Data supplied:
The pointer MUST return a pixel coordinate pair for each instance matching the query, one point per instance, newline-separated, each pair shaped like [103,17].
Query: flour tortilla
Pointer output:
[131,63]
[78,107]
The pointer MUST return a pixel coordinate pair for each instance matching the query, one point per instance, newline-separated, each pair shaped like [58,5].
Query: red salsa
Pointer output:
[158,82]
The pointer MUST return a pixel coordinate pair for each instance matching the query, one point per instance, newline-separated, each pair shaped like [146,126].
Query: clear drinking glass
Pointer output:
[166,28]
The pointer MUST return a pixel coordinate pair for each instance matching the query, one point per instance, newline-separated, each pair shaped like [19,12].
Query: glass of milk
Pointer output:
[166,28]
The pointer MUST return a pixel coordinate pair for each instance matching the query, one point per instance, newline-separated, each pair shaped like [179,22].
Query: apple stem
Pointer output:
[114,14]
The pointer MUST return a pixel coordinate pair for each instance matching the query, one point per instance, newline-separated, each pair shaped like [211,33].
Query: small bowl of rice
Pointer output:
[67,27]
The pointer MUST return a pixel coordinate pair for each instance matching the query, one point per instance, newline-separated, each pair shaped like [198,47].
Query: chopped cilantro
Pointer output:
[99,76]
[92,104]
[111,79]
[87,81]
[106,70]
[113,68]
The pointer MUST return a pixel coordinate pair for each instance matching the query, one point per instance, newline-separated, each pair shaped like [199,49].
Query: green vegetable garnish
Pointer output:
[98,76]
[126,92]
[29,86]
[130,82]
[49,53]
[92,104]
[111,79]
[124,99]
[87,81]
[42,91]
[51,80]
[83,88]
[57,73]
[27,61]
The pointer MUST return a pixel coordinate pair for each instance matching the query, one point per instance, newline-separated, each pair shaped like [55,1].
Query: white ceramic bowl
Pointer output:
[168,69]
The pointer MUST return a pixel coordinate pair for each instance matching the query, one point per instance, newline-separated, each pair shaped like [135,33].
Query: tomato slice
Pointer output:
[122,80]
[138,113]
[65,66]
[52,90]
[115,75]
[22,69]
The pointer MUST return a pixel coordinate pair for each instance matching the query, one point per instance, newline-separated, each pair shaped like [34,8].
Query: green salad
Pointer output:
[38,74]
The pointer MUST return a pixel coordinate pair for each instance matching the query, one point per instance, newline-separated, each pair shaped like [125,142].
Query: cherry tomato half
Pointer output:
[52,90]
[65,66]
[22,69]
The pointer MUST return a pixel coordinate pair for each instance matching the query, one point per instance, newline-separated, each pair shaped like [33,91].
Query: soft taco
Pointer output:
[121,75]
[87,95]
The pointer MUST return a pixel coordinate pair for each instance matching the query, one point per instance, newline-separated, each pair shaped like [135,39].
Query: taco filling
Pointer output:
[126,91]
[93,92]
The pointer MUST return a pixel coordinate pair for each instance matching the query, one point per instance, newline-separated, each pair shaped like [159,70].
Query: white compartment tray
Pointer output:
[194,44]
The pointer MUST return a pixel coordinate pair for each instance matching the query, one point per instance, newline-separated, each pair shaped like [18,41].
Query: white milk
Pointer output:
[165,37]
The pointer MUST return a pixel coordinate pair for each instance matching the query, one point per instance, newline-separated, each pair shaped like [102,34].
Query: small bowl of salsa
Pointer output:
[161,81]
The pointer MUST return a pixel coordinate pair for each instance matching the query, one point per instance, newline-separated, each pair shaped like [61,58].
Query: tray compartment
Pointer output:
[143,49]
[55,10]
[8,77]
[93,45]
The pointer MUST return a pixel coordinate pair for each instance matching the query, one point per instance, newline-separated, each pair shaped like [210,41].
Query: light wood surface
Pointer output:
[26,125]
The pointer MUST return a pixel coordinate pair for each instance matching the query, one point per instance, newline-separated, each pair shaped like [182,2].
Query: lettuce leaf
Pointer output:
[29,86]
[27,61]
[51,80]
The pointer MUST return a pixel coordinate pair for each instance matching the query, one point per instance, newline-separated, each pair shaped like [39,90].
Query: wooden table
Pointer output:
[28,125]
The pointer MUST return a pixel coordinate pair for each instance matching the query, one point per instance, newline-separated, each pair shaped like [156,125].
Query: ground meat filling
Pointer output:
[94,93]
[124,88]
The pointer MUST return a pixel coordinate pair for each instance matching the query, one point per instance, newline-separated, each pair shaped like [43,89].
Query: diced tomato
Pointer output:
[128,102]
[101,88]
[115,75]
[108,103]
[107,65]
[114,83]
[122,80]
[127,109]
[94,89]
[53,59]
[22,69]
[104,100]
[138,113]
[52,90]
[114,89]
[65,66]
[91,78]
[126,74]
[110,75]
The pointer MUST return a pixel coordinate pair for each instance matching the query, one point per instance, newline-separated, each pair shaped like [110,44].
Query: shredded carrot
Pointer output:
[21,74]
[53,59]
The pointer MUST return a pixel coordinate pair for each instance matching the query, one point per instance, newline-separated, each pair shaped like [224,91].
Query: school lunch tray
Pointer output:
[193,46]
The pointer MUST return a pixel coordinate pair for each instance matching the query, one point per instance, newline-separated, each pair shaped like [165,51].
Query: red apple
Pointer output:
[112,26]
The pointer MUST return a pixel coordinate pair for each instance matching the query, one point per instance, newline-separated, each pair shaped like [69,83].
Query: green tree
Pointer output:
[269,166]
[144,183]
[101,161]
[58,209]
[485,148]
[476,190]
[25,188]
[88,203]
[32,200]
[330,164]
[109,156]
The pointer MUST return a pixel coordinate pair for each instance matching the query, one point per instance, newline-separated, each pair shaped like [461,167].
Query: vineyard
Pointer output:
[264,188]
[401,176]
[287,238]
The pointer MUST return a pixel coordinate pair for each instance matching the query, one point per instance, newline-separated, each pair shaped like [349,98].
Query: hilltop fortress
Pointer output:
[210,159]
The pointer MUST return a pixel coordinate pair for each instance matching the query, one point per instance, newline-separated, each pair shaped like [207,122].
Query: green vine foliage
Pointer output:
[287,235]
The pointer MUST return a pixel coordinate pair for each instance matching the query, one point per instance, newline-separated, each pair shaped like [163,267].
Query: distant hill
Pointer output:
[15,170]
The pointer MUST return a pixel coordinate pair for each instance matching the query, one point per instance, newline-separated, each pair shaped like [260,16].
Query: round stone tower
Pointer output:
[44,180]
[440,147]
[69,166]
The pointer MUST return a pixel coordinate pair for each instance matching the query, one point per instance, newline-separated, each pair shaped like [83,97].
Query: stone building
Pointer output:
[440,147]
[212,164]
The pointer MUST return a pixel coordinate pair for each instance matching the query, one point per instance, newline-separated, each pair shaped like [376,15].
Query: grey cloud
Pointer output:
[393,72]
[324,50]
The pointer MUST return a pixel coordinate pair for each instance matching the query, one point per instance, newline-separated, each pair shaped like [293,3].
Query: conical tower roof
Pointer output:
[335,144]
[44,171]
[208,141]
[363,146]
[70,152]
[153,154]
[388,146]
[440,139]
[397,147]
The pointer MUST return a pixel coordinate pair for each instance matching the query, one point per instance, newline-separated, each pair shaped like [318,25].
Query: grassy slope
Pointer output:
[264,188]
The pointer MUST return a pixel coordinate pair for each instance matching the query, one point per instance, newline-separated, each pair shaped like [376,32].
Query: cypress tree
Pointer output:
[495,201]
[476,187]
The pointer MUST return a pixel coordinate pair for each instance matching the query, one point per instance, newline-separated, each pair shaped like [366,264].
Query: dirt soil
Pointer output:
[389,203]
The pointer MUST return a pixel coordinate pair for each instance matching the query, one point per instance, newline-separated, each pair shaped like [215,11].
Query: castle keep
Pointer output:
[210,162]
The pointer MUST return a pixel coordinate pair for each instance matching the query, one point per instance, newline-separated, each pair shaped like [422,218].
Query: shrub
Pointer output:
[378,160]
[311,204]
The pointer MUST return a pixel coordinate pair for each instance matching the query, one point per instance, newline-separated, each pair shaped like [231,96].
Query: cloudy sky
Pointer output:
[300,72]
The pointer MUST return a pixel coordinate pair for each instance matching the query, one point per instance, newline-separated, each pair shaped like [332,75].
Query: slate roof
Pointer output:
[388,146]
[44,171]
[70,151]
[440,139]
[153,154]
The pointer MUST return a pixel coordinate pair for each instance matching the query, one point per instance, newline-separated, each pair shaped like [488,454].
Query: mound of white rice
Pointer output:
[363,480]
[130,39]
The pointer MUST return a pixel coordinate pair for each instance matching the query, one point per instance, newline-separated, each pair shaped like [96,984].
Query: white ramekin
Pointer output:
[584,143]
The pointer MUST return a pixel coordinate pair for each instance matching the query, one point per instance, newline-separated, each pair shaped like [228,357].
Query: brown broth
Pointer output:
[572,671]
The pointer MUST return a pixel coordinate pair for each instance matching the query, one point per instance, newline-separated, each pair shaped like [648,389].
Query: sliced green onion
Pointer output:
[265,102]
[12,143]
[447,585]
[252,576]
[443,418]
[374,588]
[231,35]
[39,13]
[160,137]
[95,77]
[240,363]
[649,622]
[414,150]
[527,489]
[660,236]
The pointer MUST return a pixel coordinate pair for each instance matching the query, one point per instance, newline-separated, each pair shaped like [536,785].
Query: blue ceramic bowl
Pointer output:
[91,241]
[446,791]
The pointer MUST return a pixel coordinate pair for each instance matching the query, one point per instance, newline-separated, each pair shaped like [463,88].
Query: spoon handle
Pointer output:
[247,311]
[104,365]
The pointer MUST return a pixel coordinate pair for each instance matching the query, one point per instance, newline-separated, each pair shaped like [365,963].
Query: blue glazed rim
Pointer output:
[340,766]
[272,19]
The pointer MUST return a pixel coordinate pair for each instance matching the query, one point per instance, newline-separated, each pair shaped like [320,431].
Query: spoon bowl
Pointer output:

Task prompt:
From the entries, copy out each line containing the word "stone".

Solution to the problem:
Query: round stone tower
Query: stone building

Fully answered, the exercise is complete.